▶ _YOUR TASK_:
Copy out all of the data exactly as it appears.

(Point annotation records)

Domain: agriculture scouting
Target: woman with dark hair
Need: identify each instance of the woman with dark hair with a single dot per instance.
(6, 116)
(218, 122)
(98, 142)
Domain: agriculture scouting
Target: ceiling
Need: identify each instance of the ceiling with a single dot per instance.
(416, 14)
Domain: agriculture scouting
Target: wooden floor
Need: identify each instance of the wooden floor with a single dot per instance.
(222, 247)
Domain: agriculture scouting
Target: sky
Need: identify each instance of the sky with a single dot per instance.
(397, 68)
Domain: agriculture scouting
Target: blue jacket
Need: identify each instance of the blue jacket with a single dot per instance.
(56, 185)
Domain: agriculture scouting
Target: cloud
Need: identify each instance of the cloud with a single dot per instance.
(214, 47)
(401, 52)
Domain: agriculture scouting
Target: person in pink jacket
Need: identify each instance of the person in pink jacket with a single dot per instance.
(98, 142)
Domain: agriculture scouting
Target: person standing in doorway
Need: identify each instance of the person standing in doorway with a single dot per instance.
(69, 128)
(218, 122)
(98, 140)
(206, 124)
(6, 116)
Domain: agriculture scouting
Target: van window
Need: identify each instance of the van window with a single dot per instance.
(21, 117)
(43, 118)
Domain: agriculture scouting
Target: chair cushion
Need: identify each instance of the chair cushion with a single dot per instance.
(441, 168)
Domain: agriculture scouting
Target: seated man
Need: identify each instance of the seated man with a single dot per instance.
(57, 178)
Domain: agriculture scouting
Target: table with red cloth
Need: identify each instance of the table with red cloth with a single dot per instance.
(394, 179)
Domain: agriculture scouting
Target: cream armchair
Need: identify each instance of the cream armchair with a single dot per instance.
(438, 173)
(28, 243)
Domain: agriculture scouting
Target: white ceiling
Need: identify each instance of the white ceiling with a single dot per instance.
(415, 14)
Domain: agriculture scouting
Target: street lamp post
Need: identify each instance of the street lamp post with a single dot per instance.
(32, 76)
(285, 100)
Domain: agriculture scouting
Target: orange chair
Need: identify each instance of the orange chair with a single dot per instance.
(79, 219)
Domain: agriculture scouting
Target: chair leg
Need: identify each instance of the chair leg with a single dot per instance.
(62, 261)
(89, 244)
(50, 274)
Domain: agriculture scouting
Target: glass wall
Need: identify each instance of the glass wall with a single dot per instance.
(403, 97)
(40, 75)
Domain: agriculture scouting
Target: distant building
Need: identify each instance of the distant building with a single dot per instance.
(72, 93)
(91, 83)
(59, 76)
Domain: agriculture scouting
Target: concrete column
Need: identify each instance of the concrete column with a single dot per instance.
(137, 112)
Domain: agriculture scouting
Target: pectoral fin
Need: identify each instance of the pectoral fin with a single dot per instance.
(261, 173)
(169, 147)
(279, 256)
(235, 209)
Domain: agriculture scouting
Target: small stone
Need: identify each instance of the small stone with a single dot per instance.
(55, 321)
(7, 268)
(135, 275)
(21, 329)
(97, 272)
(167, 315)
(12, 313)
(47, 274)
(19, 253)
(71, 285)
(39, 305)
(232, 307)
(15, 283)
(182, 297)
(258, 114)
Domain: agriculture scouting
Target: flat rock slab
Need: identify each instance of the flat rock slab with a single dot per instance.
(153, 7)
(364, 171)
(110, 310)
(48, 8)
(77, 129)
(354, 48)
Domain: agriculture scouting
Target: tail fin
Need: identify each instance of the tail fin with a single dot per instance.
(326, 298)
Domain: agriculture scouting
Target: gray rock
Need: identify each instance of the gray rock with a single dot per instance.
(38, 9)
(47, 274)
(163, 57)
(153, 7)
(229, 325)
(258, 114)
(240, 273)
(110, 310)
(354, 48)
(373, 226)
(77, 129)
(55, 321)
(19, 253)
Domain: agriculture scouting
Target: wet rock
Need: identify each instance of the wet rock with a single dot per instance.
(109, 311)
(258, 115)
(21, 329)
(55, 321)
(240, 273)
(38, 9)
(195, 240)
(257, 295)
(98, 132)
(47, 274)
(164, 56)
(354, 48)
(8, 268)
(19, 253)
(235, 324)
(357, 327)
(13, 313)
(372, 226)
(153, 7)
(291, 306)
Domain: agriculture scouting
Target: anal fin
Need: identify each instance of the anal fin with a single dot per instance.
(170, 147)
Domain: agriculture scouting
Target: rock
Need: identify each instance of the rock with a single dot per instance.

▶ _WRITTEN RESPONSE_:
Domain: agriculture scouting
Target: woman with dark hair
Need: identify each instance of the woman with dark hair with a single dot per instance.
(6, 116)
(218, 122)
(98, 142)
Domain: agriculture scouting
Target: ceiling
Need: identify each instance of the ceiling with a single dot per instance.
(416, 14)
Domain: agriculture scouting
Target: wooden floor
Need: identify each instance of the wooden floor with a single dot per instance.
(222, 247)
Domain: agriculture scouting
Target: sky
Need: identify each instance of the sky with a single dot per instance.
(397, 68)
Domain: agriculture scouting
Target: blue jacket
Need: identify each instance of the blue jacket with a single dot per instance.
(56, 185)
Domain: agriculture scouting
Target: cloud
Need: identify each instance of the cloud with a single dot per instance.
(214, 47)
(401, 52)
Domain: agriculture scouting
Target: person in pink jacket
Need: identify each instance of the person in pink jacket with a single dot per instance.
(98, 142)
Domain: agriculture scouting
Target: person standing in doorway
Need: identify each instance of the person standing in doorway with a single dot per instance.
(69, 128)
(218, 122)
(98, 140)
(206, 124)
(6, 116)
Domain: agriculture scouting
Target: van window
Need: identify each instance of the van window with a single dot per instance.
(21, 117)
(43, 118)
Domain: agriculture scouting
Target: chair cushion
Need: identify each instance of the chair cushion with a single dot per instance.
(441, 168)
Domain: agriculture scouting
Target: seated man
Need: identify each instance of the seated man with a single dot per instance.
(57, 178)
Domain: agriculture scouting
Target: table with red cloth
Need: identify each instance of the table with red cloth with a single dot per instance.
(394, 179)
Domain: agriculture scouting
Target: cream armchair
Need: identify each instance of the cream armchair with a single dot per instance.
(438, 173)
(28, 243)
Domain: agriculture scouting
Target: white ceiling
Need: identify each instance of the white ceiling with a single dot per instance.
(415, 14)
Domain: agriculture scouting
Target: street lamp post
Need: identify each instance of the street lamp post with a single dot per instance.
(32, 76)
(285, 100)
Domain: agriculture scouting
Target: orange chair
Need: identify each instance of the orange chair with a single dot per instance.
(79, 219)
Domain: agriculture scouting
Target: chair leg
Need: identify each instance of the chair leg with a single dot per instance.
(62, 261)
(89, 244)
(50, 274)
Domain: agriculture scouting
Target: glass wall
Need: identify each instance of the glass wall with a single dot per instance.
(403, 97)
(40, 75)
Domain: agriculture scouting
Target: distant building
Need: identify each instance of the distant building with a single dot per instance.
(72, 93)
(91, 83)
(59, 76)
Domain: agriculture scouting
Target: concrete column
Need: identify each instance of the concrete column with a single dot per instance.
(137, 112)
Domain: agriculture scouting
Target: pectoral fin
Need: identify each instance of the pectoral fin with a single dot per instance.
(261, 173)
(169, 147)
(279, 256)
(235, 209)
Domain: agriculture scouting
Target: small stone
Need: identify each instance of the small stone with a single dot per instance.
(55, 321)
(7, 268)
(135, 275)
(21, 329)
(97, 272)
(167, 315)
(12, 313)
(47, 274)
(19, 253)
(71, 285)
(39, 305)
(232, 307)
(15, 283)
(182, 297)
(258, 114)
Domain: agriculture scouting
Target: flat rock slab
Need: identify each instance of the flat rock slab with a single dot per instance.
(153, 7)
(364, 171)
(110, 310)
(48, 8)
(77, 129)
(354, 48)
Domain: agriculture scouting
Target: tail fin
Need: identify each instance of the tail fin with a single dot per instance.
(326, 298)
Domain: agriculture scouting
Target: gray rock
Need: identify each instance of the gray rock with a single dot per instance.
(38, 9)
(47, 274)
(163, 57)
(153, 7)
(229, 325)
(258, 114)
(240, 273)
(110, 310)
(354, 48)
(373, 226)
(77, 129)
(55, 321)
(19, 253)
Domain: agriculture scouting
Target: wet rock
Need: identify each instance of the wet rock with a single dot per instance.
(109, 311)
(258, 115)
(21, 329)
(55, 321)
(240, 273)
(38, 9)
(195, 240)
(257, 295)
(98, 132)
(47, 274)
(164, 56)
(354, 48)
(8, 268)
(19, 253)
(235, 324)
(357, 327)
(13, 313)
(372, 226)
(153, 7)
(291, 306)
Domain: agriculture scouting
Target: anal fin
Need: identify each instance of the anal fin with a single dot per instance.
(170, 147)
Domain: agriculture scouting
Target: rock
Need: identify each instance of the rock with a single dot per instance.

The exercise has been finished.